SELECTED PASSAGE
AI Ethics and the Race to Bring Pen & Paper Industries Online
AI Ethics and the Race to Bring Pen & Paper Industries Online
A Conversation with Leo Polovets of Susa Ventures
Leo Polovets of Susa Ventures recently sat down with Machine Learnings for a chat about machine learning, data moats, and artificial intelligence ethics.
Sam: Leo! It’s great to meet you.
Can you introduce yourself and context for the work you’ve done that our audience may be unaware of?
Leo: It’s nice to meet you too, Sam. Sure.
I’m 1 of 3 partners at a $50 million seed fund called Susa Ventures. I’ve invested in companies like Flexport, Robinhood, and LendUp to name a few. Before the seed fund, I’d been a software engineer for a decade — including at LinkedIn back when they were 13 employees.
After that I went to Google where I got my first exposure to Big Data and machine learning around fraud detection.
My team was responsible for processing incoming checkout transactions and predicting fraud in real time for a product called Google Checkout. It shut down a few years ago, and was rolled into Google Wallet.
After that I found myself missing startup life, so I went to a location data startup called Factual where I dabbled mostly in data processing, cleaning, and de-duping.
I haven’t done machine learning coding hands-on, but I’ve been involved in a number of projects where it was leveraged.
Sam: Awesome. You’ve written about software commoditization and the importance of building large, unique datasets. One of the topics we enjoy covering most in Machine Learnings is the ways in which startups are building data moats.

RAW DATA
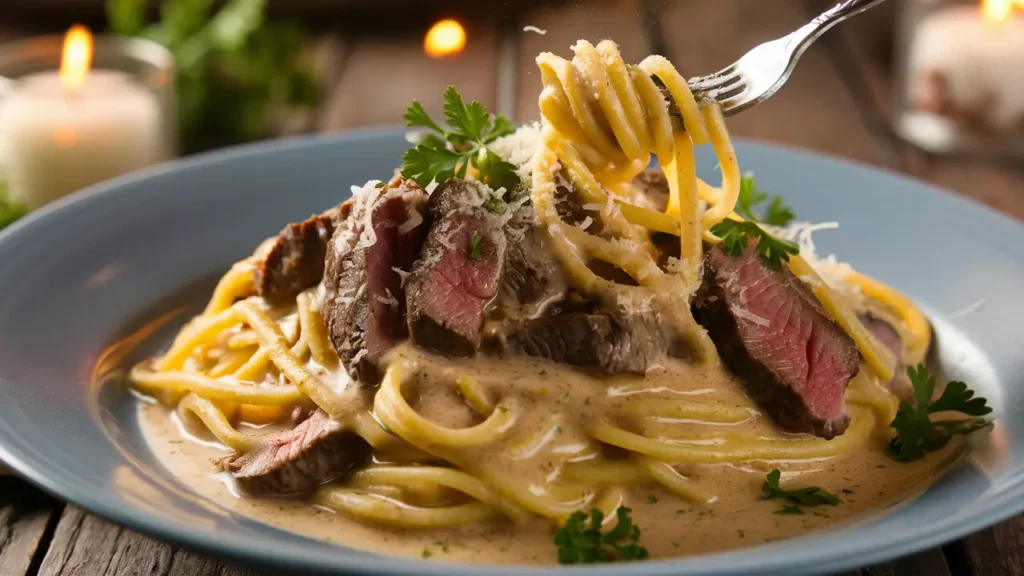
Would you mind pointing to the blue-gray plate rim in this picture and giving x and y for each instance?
(76, 274)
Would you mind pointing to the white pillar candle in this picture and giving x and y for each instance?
(970, 68)
(57, 136)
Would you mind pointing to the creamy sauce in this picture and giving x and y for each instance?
(559, 404)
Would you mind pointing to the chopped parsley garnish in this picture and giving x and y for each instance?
(581, 540)
(448, 152)
(812, 496)
(475, 252)
(916, 434)
(778, 214)
(736, 236)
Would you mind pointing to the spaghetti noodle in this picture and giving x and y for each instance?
(572, 444)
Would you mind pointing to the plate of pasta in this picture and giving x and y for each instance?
(614, 339)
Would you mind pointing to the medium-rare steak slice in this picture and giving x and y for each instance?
(771, 331)
(457, 276)
(888, 336)
(294, 260)
(364, 282)
(316, 451)
(605, 342)
(531, 279)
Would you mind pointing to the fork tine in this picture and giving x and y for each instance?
(734, 85)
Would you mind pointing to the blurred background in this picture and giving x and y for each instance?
(249, 70)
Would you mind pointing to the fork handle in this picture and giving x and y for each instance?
(814, 29)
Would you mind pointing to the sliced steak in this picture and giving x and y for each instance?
(771, 331)
(532, 278)
(888, 336)
(606, 343)
(457, 276)
(365, 295)
(316, 451)
(455, 194)
(294, 260)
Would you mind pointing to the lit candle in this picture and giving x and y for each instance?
(62, 131)
(967, 65)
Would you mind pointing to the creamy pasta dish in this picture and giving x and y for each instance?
(526, 346)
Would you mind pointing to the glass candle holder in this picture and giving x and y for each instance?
(960, 77)
(59, 133)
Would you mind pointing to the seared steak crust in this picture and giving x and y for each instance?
(771, 331)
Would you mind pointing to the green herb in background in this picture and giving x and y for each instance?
(9, 210)
(448, 153)
(235, 69)
(583, 542)
(736, 236)
(778, 214)
(916, 434)
(812, 496)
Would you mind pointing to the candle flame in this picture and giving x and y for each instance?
(77, 57)
(997, 11)
(445, 38)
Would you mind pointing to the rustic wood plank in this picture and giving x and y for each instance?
(84, 544)
(384, 73)
(997, 550)
(25, 513)
(621, 21)
(927, 563)
(87, 545)
(187, 564)
(863, 50)
(814, 110)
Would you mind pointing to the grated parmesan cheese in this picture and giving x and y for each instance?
(415, 219)
(401, 275)
(832, 270)
(518, 149)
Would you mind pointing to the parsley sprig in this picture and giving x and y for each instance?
(812, 496)
(581, 541)
(736, 236)
(778, 214)
(448, 152)
(916, 434)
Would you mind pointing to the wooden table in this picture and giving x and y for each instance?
(836, 103)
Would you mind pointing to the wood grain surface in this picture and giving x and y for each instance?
(838, 101)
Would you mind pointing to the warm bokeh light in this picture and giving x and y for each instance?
(445, 38)
(77, 57)
(997, 11)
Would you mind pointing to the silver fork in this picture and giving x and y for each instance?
(761, 72)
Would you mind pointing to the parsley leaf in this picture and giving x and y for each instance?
(448, 152)
(736, 236)
(916, 435)
(416, 117)
(9, 210)
(778, 214)
(475, 253)
(812, 496)
(580, 542)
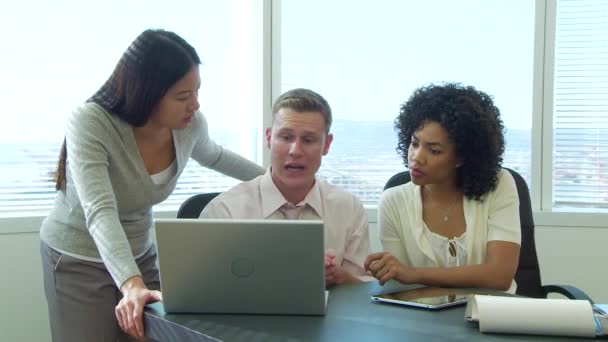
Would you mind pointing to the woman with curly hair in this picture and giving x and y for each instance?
(457, 222)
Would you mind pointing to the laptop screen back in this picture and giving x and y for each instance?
(241, 266)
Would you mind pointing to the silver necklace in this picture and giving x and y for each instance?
(446, 213)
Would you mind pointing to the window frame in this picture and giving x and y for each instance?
(542, 123)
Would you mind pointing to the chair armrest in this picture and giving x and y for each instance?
(569, 291)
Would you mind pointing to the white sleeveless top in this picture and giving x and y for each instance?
(448, 252)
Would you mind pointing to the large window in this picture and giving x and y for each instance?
(368, 59)
(580, 110)
(365, 57)
(56, 56)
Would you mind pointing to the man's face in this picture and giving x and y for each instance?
(297, 142)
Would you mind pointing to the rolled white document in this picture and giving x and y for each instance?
(560, 317)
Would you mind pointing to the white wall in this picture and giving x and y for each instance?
(23, 316)
(567, 255)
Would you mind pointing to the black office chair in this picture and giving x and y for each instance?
(527, 275)
(193, 206)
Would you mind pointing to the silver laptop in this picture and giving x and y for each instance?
(242, 266)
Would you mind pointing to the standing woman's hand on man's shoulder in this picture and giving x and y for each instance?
(129, 311)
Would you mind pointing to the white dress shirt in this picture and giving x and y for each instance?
(343, 215)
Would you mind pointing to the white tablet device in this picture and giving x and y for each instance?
(425, 297)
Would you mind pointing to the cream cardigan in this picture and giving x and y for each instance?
(401, 227)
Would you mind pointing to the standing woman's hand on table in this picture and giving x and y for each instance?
(129, 311)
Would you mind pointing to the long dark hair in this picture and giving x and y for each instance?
(148, 68)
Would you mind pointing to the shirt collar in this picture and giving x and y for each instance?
(272, 199)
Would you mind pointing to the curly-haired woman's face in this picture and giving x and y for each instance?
(431, 156)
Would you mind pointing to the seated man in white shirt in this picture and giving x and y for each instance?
(298, 139)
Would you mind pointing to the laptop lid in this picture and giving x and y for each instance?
(242, 266)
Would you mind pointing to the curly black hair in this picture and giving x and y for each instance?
(473, 124)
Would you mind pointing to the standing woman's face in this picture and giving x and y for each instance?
(431, 155)
(176, 108)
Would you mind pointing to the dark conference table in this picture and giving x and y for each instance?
(351, 316)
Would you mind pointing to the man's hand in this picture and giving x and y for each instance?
(384, 267)
(129, 311)
(336, 274)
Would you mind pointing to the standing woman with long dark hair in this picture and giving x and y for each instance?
(123, 153)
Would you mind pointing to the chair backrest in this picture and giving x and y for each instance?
(193, 206)
(527, 275)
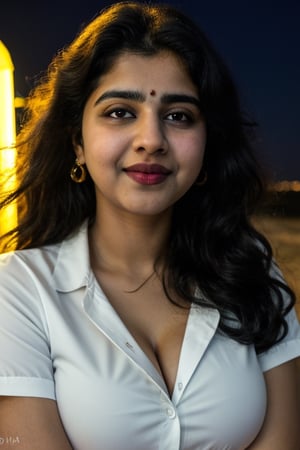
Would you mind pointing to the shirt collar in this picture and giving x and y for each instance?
(72, 269)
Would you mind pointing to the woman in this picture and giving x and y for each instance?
(141, 309)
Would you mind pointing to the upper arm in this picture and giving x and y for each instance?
(31, 424)
(281, 426)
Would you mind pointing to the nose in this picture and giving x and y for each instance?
(150, 135)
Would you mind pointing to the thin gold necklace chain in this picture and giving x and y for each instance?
(140, 285)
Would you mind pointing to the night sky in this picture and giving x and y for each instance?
(259, 40)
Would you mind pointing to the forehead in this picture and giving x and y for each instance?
(158, 72)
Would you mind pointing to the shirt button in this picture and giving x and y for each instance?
(170, 413)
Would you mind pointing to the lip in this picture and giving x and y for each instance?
(147, 174)
(148, 168)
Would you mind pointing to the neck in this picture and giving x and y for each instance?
(129, 244)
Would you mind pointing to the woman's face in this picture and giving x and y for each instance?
(143, 135)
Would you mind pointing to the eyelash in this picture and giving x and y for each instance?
(186, 117)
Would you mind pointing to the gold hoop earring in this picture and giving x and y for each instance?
(202, 179)
(78, 172)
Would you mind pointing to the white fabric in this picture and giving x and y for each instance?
(61, 339)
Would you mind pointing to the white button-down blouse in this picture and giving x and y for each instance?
(61, 339)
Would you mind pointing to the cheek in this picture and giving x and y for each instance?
(192, 158)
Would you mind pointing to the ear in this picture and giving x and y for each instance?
(78, 149)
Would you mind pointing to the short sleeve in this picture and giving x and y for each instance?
(25, 359)
(285, 350)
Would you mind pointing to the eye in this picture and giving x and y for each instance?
(178, 116)
(120, 113)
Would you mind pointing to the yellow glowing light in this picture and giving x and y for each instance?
(8, 217)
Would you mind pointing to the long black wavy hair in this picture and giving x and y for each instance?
(213, 245)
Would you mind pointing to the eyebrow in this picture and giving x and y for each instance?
(140, 97)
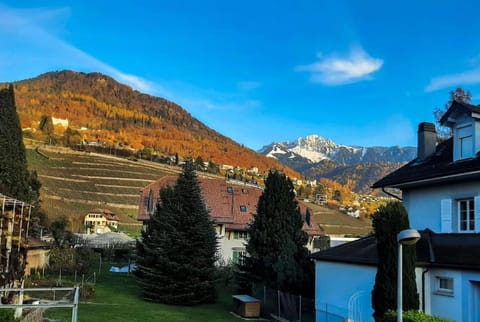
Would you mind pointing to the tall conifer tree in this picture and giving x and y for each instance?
(388, 221)
(177, 253)
(277, 256)
(14, 176)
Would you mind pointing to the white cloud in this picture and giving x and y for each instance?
(249, 85)
(454, 80)
(33, 30)
(334, 70)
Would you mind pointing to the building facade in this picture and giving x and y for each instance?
(441, 193)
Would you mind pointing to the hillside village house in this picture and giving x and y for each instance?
(441, 193)
(100, 221)
(232, 205)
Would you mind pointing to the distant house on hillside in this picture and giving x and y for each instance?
(60, 122)
(100, 221)
(15, 218)
(231, 205)
(441, 193)
(37, 254)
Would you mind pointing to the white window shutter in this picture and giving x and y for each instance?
(446, 216)
(477, 213)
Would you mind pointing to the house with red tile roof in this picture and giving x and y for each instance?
(232, 205)
(100, 221)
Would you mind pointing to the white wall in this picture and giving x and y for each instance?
(459, 305)
(423, 205)
(336, 283)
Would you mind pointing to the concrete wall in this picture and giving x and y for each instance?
(337, 283)
(462, 304)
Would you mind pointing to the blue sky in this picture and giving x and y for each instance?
(358, 72)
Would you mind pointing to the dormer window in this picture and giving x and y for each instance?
(465, 141)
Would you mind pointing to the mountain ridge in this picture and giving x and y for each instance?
(101, 109)
(357, 167)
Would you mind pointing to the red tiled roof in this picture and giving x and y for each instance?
(229, 203)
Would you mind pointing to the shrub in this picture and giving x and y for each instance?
(87, 291)
(412, 316)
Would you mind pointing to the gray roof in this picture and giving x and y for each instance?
(460, 251)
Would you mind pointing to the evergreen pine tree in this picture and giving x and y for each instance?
(178, 251)
(388, 221)
(15, 180)
(277, 256)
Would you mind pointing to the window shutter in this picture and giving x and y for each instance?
(477, 213)
(446, 216)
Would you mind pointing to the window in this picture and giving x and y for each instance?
(466, 215)
(444, 285)
(465, 142)
(150, 202)
(240, 235)
(238, 256)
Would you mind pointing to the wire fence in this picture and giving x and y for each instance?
(283, 306)
(331, 313)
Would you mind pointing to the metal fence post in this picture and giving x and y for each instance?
(300, 309)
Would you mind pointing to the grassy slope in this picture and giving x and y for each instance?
(74, 183)
(118, 298)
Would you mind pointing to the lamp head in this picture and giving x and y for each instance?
(408, 237)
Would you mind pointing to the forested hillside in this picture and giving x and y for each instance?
(102, 110)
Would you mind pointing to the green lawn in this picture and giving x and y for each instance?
(118, 298)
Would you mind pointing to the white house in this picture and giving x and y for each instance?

AIM OF THE EXERCISE
Write what comes next in the interview with Leo Polovets of Susa Ventures above, beginning right after Sam's remark about startups building data moats.

RESPONSE BOX
In your opinion, what are the most interesting data moats being built today?
Leo: The most interesting moats are being built by vertical SaaS products in industries that’ve only been lightly touched by Tech — tools for lawyers, logistics, shipping, and things like that.
The products are so interesting because software hasn’t fully permeated these industries. The startups disrupting these industries will typically start with a minimum viable product that doesn’t require machine learning at all.
The product will be more of a workflow tool that helps the end user do something with an app or tablet that they’ve historically done with pen and paper. People will use the new product really just for the added speed and convenience. In the background, the company is building a dataset that no one has ever had in digital form, and can start layering machine learning on top of that dataset over time.
An example of this is a company called SimpleLegal. They make a system of record for corporate legal departments, which work heavily with external lawyers.
Part of the job of a legal department is billing management and approval, as well as budgeting — basically figuring out where the money is going. Up to now, the job entailed lawyers sending 120-page physical documents back and forth, and it’s utter hell.
SimpleLegal brings that process online, and accepts documents in a more structured way. For the legal departments, this structure translates to less headaches and money spent.
For SimpleLegal, the structured data helps them build an understanding of how much tasks costs across companies, how different firms bill, and to automate auditing for their customers.
They can identify if a particular law firm keeps billing for things they shouldn’t, which firms have the best results, and ultimately the data can be used to helps companies make better legal decisions. With bill rates for partners regularly exceeding $1000/hr, billing problems can really add up. This is where applying machine learning becomes a very interesting — and valuable — proposition.
Sam: Fascinating. You mentioned earlier that the shipping industry is another Pen and Paper industry that’s ripe for disruption?
Leo: Absolutely. I invested in the logistics space through Flexport, which modernizes freight forwarding.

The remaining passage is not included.